● **READING PASSAGE**:
+++

Authorities in Dallas, New York City and other cities have begun taking steps to oust Occupier movements from their camps. Members vow to continue on, but commentator Lee Cullum thinks they should do so in a different direction.

Richard Fisher, head of the Federal Reserve Bank of Dallas, is fond of quoting the Biblical admonition: "Come, be serious and discipline yourselves." He could be speaking directly to Occupy Dallas and similar groups across the country whose members are fast throwing away a chance to do something significant for themselves and the nation.

At first Fisher was sympathetic to the protestors. So was I. But closing the port in Oakland or crushing plants at Bank of America in Dallas look more like the bra-burners of the 1970s than the shrewd, winning campaign, grounded in political economy, handled by the likes of Gloria Steinem. The acting-outers are by no means the whole of the movement, but they must be moved to the side and made to occupy themselves in ways less destructive.

The truth is that the 99 percent slogan is brilliant and the ideas behind it in many cases are sound. Some are bad, of course, such as the wish to end the Federal Reserve. That would put interest rates in the hands of Congress, an appalling prospect. But there have been thoughts well worth debating, such as one from L.A. to end the fighting in Afghanistan and press for that war budget to be spent on jobs.

+++

● **EXERCISE BRIEF**:
Answer these questions about the commentary on the Occupy movement above.
1. What organization does Richard Fisher head?
2. Which two protest actions does the writer say look more like the bra-burners of the 1970s?
3. According to the writer, what would ending the Federal Reserve do?

+++

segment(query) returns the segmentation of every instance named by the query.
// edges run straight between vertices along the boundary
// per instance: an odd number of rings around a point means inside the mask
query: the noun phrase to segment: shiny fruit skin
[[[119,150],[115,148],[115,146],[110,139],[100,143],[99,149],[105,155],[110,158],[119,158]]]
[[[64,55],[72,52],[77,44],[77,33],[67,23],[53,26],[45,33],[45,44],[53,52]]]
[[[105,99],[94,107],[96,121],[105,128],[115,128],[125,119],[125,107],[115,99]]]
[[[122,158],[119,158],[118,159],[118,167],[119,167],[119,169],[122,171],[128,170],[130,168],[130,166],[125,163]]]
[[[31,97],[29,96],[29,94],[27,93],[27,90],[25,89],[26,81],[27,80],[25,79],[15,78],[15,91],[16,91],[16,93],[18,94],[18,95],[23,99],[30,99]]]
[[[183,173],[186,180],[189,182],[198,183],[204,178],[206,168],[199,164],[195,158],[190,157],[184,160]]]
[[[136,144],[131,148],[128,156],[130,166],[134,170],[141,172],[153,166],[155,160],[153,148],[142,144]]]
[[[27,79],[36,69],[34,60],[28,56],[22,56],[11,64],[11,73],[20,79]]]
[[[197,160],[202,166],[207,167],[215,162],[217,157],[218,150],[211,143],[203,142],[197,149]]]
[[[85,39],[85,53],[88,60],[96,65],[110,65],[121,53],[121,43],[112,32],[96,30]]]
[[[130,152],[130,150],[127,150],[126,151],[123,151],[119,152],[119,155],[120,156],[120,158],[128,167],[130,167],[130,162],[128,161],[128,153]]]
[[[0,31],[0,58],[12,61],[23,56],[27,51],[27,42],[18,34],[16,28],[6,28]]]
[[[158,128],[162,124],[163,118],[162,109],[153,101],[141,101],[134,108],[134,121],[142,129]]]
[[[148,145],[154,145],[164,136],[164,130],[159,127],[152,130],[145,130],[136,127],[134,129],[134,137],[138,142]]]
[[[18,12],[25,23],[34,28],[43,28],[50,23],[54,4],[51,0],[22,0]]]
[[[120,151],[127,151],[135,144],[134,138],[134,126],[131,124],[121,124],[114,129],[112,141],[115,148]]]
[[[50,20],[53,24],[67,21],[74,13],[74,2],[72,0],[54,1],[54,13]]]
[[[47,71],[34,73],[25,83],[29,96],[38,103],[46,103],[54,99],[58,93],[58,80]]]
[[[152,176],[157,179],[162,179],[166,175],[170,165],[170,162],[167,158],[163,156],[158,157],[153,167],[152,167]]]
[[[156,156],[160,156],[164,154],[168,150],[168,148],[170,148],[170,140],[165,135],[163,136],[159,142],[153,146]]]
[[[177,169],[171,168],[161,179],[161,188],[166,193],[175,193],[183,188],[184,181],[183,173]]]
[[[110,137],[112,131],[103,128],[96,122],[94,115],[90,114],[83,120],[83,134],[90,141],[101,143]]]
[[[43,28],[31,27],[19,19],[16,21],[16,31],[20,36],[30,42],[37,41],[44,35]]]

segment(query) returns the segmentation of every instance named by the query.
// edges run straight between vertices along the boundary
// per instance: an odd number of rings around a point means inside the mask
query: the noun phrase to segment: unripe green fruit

+++

● **TASK OUTPUT**:
1. The Federal Reserve Bank of Dallas.
2. Closing the port in Oakland and crushing plants at Bank of America in Dallas.
3. It would put interest rates in the hands of Congress.